**Given information**:
++++

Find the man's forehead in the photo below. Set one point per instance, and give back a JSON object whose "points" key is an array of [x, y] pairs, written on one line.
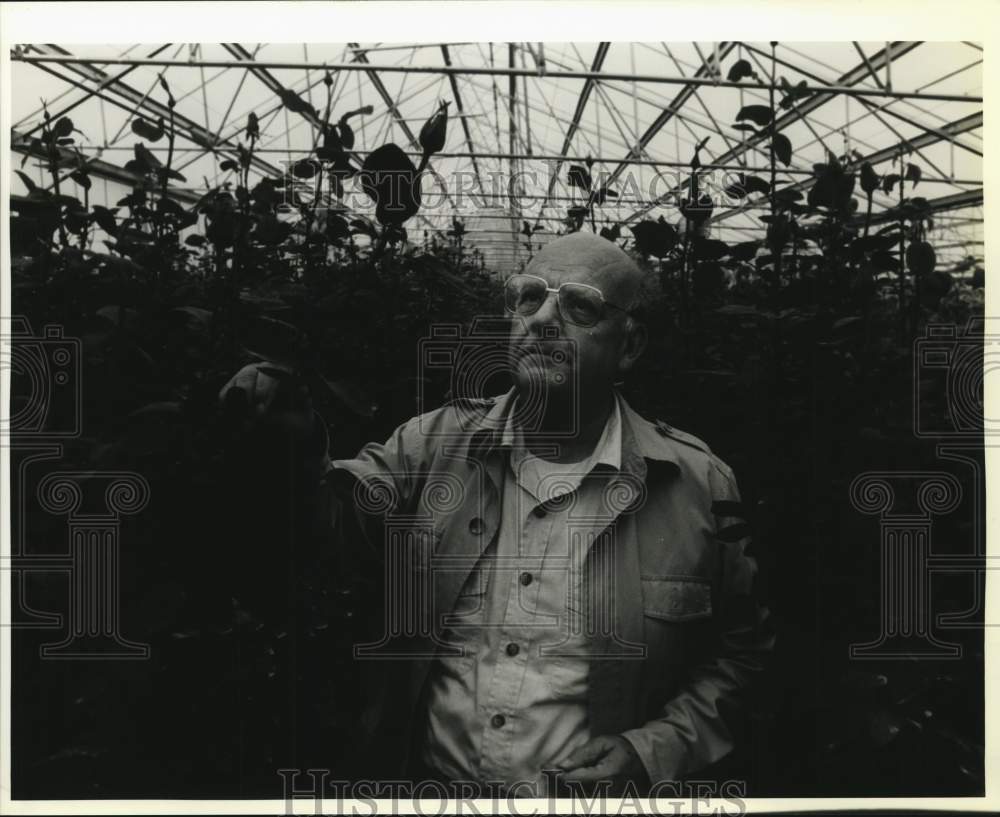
{"points": [[581, 264]]}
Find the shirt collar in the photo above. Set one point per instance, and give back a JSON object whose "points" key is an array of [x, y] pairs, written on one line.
{"points": [[607, 451], [640, 439]]}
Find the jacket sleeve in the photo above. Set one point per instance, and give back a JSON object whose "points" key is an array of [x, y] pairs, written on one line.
{"points": [[692, 732]]}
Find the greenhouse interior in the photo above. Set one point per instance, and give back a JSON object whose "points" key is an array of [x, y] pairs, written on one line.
{"points": [[806, 212]]}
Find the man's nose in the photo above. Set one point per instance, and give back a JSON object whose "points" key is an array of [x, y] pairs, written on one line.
{"points": [[546, 315]]}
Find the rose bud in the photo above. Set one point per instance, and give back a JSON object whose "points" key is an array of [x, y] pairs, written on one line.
{"points": [[434, 131]]}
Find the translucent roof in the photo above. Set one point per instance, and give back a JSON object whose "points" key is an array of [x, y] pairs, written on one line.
{"points": [[529, 111]]}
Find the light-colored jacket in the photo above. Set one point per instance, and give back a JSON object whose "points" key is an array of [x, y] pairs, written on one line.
{"points": [[682, 635]]}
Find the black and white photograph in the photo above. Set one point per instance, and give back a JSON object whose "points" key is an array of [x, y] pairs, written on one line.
{"points": [[400, 420]]}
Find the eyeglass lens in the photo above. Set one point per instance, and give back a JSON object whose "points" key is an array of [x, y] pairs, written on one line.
{"points": [[579, 304]]}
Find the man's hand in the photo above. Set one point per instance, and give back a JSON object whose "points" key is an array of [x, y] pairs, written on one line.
{"points": [[608, 757], [270, 397], [271, 406]]}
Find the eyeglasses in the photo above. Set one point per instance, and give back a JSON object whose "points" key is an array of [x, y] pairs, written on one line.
{"points": [[580, 304]]}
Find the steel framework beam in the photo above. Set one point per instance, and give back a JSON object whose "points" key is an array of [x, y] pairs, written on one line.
{"points": [[446, 55], [21, 143], [956, 201], [661, 79], [968, 123], [818, 99], [187, 128], [581, 103], [668, 113], [894, 114]]}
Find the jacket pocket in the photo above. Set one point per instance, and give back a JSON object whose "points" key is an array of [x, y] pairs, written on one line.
{"points": [[676, 598]]}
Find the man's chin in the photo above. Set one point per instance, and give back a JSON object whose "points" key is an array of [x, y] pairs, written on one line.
{"points": [[536, 381]]}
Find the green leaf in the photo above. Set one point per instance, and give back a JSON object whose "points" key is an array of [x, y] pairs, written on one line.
{"points": [[869, 179], [740, 70], [147, 130], [64, 127], [304, 169], [656, 238], [759, 114], [27, 181], [889, 182], [579, 176], [81, 179], [755, 184], [145, 157], [920, 258], [782, 148], [294, 102]]}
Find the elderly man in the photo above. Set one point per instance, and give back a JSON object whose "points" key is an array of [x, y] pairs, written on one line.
{"points": [[588, 604]]}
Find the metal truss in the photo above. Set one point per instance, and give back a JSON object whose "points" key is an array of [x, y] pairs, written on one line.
{"points": [[542, 127]]}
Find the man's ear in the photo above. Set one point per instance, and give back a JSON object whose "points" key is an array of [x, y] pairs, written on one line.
{"points": [[635, 344]]}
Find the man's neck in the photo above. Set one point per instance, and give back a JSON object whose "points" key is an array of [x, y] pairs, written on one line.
{"points": [[590, 422]]}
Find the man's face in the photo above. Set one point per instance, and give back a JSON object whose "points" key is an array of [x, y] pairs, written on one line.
{"points": [[558, 358]]}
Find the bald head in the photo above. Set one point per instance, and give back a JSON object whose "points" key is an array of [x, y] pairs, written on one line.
{"points": [[586, 258]]}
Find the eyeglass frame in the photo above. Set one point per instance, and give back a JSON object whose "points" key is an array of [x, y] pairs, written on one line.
{"points": [[604, 301]]}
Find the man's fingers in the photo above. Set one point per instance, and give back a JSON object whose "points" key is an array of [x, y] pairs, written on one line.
{"points": [[586, 755], [584, 774], [245, 380]]}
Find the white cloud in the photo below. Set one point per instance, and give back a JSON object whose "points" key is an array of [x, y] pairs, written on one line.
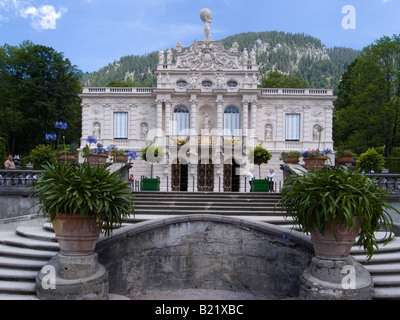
{"points": [[43, 17]]}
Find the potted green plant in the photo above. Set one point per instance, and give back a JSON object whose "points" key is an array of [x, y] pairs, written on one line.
{"points": [[69, 153], [97, 156], [314, 159], [290, 157], [335, 205], [82, 201], [153, 154], [259, 155], [118, 155], [345, 157]]}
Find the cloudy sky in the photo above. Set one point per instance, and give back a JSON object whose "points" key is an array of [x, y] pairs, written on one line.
{"points": [[93, 33]]}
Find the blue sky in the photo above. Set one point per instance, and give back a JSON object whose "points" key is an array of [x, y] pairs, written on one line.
{"points": [[93, 33]]}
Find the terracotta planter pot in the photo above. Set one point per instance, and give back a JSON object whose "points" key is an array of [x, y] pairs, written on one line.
{"points": [[75, 234], [120, 158], [67, 157], [314, 163], [326, 246], [290, 159], [346, 160], [97, 159]]}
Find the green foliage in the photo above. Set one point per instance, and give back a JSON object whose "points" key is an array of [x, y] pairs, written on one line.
{"points": [[63, 188], [41, 155], [393, 164], [316, 72], [153, 153], [367, 110], [333, 196], [39, 87], [259, 155], [3, 152], [371, 160]]}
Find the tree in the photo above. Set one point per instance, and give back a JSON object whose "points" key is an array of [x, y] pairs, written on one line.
{"points": [[259, 155], [368, 105], [39, 88]]}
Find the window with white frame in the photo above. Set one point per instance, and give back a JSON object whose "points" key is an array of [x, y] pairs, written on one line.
{"points": [[292, 127], [120, 125], [231, 121], [181, 121]]}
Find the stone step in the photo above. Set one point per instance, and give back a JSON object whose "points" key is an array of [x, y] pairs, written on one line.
{"points": [[379, 258], [384, 268], [24, 287], [202, 210], [391, 280], [19, 297], [15, 274], [11, 251], [36, 233], [22, 263], [386, 293], [23, 242]]}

++++

**The exercise**: Repeat the data in full and exactly. Omit pictures.

**Problem solution**:
Find the man's forehead in the photo below. Set one point per instance, and give back a JSON object whose "points" key is an array of [x, y] pairs, written on one line.
{"points": [[581, 264]]}
Find the shirt collar in the photo above. Set one point per instance, and give back a JSON object whose "points" key is an array of [x, y] pairs, written on one line.
{"points": [[607, 451], [640, 439]]}
Find the jacket sleeve in the photo above. Set one point per instance, and give back a JSON object whose "points" key is an array of [x, y] pairs, written on one line.
{"points": [[692, 732]]}
Find the greenhouse interior in the photo above. Set one point per instance, and give back a JSON object whose "points" key is an array of [x, y] pairs, written on one line.
{"points": [[806, 212]]}
Find the man's nose in the photo above. Set one point per instance, and give back a JSON object whose "points" key is an array of [x, y] pairs, written on one line.
{"points": [[546, 315]]}
Find the rose bud in the photo above. Set one point per instance, and give back a JSON object whose "points" key is an array of [x, y] pairs, written on one line.
{"points": [[434, 131]]}
Find the translucent roof in the photo above. Set one point per instance, and give back a JSON object whose "points" key is an array of [x, y] pairs, written on one line.
{"points": [[529, 111]]}
Find the light-colored jacket in the photo above. Set one point per instance, and give back a JSON object whose "points" key is an array of [x, y] pairs, written on one line.
{"points": [[682, 635]]}
Find the black and white photograph in the photo above. Set one point per instance, and give back a JSON object whose "points" key is an array of [x, y] pairs, written on one line.
{"points": [[400, 420]]}
Find the eyeglass lens in the photo above. Set one point per instance, and give back a JSON object whose "points" key is an array of [x, y] pairs, written on one line.
{"points": [[579, 304]]}
Find the man's hand in the photo above. Set one point per instance, and give back a JSON object whose "points" key is an array of [x, y] pairs, written on one line.
{"points": [[608, 757], [270, 397], [271, 406]]}
Find the eyeglasses in the photo above. Set one point per instance, and give back a JSON object whose "points" key is an array of [x, y] pairs, written on one line.
{"points": [[580, 304]]}
Find the steel framework beam in the photo above. Set one point per instance, and give back a JSON object whose "points" key is an array of [x, y] pairs, written on one line.
{"points": [[446, 55], [21, 143], [956, 201], [661, 79], [968, 123], [818, 99], [187, 128], [581, 103], [668, 113], [894, 114]]}
Find the jacket pocket in the photo above. Set one point per instance, and give back a JSON object whose "points" key is an array of [x, y] pairs, written on one line.
{"points": [[676, 598]]}
Find the man's chin in the photo above. Set one point per instance, and give back a JSON object whose "points" key is an array of [x, y] pairs, written on one line.
{"points": [[536, 381]]}
Find the green leaf in the photo above. Set one point per instance, and give back a JSON object whose "points" key is an array of [x, y] pairs, written on one line.
{"points": [[869, 179], [740, 70], [147, 130], [64, 127], [304, 169], [656, 238], [759, 114], [27, 181], [889, 182], [579, 176], [81, 179], [755, 184], [145, 157], [920, 258], [782, 148], [294, 102]]}
Find the elderly man in the photo above. Set one point per instance, and give back a JSON object whose "points" key is an array of [x, y] pairs, written on one line.
{"points": [[588, 604]]}
Find the metal truss in the photo above. Set one point per instance, and give back a JSON object whose "points" key is an array of [x, y] pairs, written on one line.
{"points": [[542, 127]]}
Find the man's ear in the photo above. Set one point per instance, and give back a JSON object whose "points" key is an array of [x, y] pairs, written on one line.
{"points": [[635, 344]]}
Find the man's neck in the photo above. Set one point per instance, and give back a JSON object whose "points" key is an array of [x, y] pairs, written on one line.
{"points": [[590, 422]]}
Find the man's face in the photo above. Set one point per instance, and give back a JSON object whose "points" key is an array of [x, y] pairs, written on one line.
{"points": [[558, 358]]}
Find the bald head in the photo above. Set one point per instance, and give back a JSON object whose "points" key is an array of [x, y] pairs, written on one line.
{"points": [[586, 258]]}
Find the eyeglass frame in the photo above. Set one point per instance, and give back a JSON object whose "points" key is an array of [x, y] pairs, written on one line.
{"points": [[604, 301]]}
Find the man's fingers in the photo above. Set one point per instance, and give back a JSON object whose "points" key is an array of [x, y] pairs, written on one line.
{"points": [[586, 755], [584, 774], [245, 380]]}
Find the white cloud in the photo below. Set one point per instance, and give back a JSON object whose "points" key is an array of [x, y] pairs, written on one line.
{"points": [[43, 17]]}
Find the potted green plant in the photo above. Set one point per instance, and give back a JSON object whose "points" key is an array of [x, y] pairs, written on one line.
{"points": [[69, 153], [97, 156], [314, 159], [290, 157], [335, 205], [82, 201], [153, 154], [259, 155], [118, 155], [345, 157]]}
Find the cloudy sky in the photo above. Set one point per instance, and give back a JSON object whose "points" key is an array of [x, y] pairs, written on one line.
{"points": [[93, 33]]}
Find the blue sky in the photo above. Set one point per instance, and give back a JSON object whose "points" key is an array of [x, y] pairs, written on one line.
{"points": [[93, 33]]}
Find the terracotta planter pot in the photo above. Set one point per instance, and give back a JSON object whose "points" key is an array of [x, y] pairs, written on one line.
{"points": [[75, 234], [120, 158], [67, 157], [314, 163], [326, 246], [290, 159], [346, 160], [97, 159]]}
Find the green foliage in the photo above. Set one point per instance, and give back a JSON object whose "points" key is an array of [x, y] pairs, written on one line.
{"points": [[63, 188], [41, 155], [393, 164], [316, 72], [153, 153], [367, 110], [333, 196], [39, 87], [259, 155], [3, 152], [371, 160]]}
Find the tree in the photo above. Set one point per instance, and give back a JSON object whose "points" key is an array of [x, y] pairs, written on one line.
{"points": [[259, 155], [368, 105], [39, 88]]}
Find the window with white frame in the photo above. Set one point per instance, and give back a JSON object whose "points" key is an array of [x, y] pairs, written on one line.
{"points": [[292, 127], [120, 125], [231, 121], [181, 121]]}
Find the stone step in the photo above. Set one point per instance, and give back a JSON object whose "points" key is an array of [x, y] pairs, written on one line.
{"points": [[379, 258], [384, 268], [24, 287], [202, 210], [391, 280], [19, 297], [15, 274], [11, 251], [36, 233], [22, 263], [386, 293], [23, 242]]}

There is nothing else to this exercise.